Uncommon People / Juan Ledesma: Persistence and faith

(College Ten '13, applied physics)

Juan Ledesma
Juan Ledesma (photo by Carolyn Lagattuta)

Had anyone looked across the wide field and seen Juan Ledesma transplanting broccoli seedlings, they might not have suspected that, one day, the young man would be doing imaging research at one of the country's foremost cancer centers, MD Anderson in Houston, Texas.

But that's exactly where Ledesma landed last year as part of his applied physics studies at UC Santa Cruz.

The 24-year-old Salinas resident, the son of agriculture laborers, arrived in Santa Cruz from Hartnell Junior College with a $25,000 S-STEM scholarship from the National Science Foundation, and a love for physics and medicine. His professors at UCSC directed him toward medical physics, where he could combine both of his passions by working in radiation oncology. He plans to pursue a Ph.D. in that field.

Driven to succeed, Ledesma not only won the MD Anderson research internship, but also did apprenticeships at the remote sensing lab at the Naval Postgraduate School in Monterey, at the Project Morpheus landing simulator lab at NASA Johnson Space Center in Texas, and did calibration testing at UCSC's Center for Adaptive Optics as part of his studies.

======

• _Parts of the exercise_:
1. Pull from the Juan Ledesma profile the passage starting at "Had anyone looked" and ending at "UC Santa Cruz.", word for word.
2. Extend the Juan Ledesma profile by writing what comes after its final sentence.

======

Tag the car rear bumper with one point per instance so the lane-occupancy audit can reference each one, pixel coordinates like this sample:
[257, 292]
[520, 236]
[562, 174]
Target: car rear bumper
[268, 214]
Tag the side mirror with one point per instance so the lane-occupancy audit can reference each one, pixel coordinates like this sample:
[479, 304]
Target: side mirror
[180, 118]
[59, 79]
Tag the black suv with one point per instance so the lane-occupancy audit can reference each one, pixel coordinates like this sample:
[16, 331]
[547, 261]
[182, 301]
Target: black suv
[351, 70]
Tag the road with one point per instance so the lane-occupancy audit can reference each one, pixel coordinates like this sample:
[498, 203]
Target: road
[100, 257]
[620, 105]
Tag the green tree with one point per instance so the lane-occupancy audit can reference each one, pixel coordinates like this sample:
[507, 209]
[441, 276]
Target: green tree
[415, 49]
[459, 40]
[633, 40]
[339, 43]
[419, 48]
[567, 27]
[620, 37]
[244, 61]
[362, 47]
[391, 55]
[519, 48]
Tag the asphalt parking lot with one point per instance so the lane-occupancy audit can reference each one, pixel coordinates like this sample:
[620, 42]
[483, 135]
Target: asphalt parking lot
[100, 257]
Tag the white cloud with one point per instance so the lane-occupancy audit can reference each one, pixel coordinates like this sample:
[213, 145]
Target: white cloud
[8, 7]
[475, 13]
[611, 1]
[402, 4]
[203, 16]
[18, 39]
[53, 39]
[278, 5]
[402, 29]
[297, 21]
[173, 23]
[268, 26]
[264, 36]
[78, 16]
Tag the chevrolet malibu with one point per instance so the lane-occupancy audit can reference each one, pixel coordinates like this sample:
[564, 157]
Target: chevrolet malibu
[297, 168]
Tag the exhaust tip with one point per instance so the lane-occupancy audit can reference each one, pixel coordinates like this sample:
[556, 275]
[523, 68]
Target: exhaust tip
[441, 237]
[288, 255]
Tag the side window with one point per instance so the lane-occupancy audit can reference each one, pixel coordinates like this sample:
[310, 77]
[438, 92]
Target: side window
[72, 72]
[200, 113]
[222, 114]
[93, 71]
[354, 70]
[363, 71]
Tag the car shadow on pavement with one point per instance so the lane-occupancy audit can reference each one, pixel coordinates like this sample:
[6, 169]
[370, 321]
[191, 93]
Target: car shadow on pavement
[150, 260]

======

• _Results for the exercise_:
1.
Had anyone looked across the wide field and seen Juan Ledesma transplanting broccoli seedlings, they might not have suspected that, one day, the young man would be doing imaging research at one of the country's foremost cancer centers, MD Anderson in Houston, Texas.

But that's exactly where Ledesma landed last year as part of his applied physics studies at UC Santa Cruz.

2.
"I think one of the most important qualities of Juan's personality is his persistence and faith in his own ability to succeed," says Dr. Adriane Steinacker, a UCSC physics lecturer and one of Ledesma's advisors.

One day, Ledesma says, he wants to be part of the group that stands up to announce: "Today we have beaten cancer. Today cancer is history."

But, just as importantly, he says, he wants to inspire his siblings and a large circle of cousins not only to graduate from high school but also go to college.

"I want to start a tradition so that, three generations from now, none of my family will be working in the fields," Ledesma says.